* AIM OF THE TASK *
Rewrite the lines of the records below as a numbered list, leaving out blank lines. Omit the pictures from your answer.

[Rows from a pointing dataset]

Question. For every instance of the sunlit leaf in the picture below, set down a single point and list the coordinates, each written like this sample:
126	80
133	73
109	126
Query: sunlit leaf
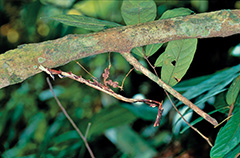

* ANSWER *
1. Question. For every instance of the sunlit leaf in the picture below, set down a single point and list the coordinates, each written like this sample:
2. 126	80
3. 133	73
4. 109	126
5. Query: sunlit leaf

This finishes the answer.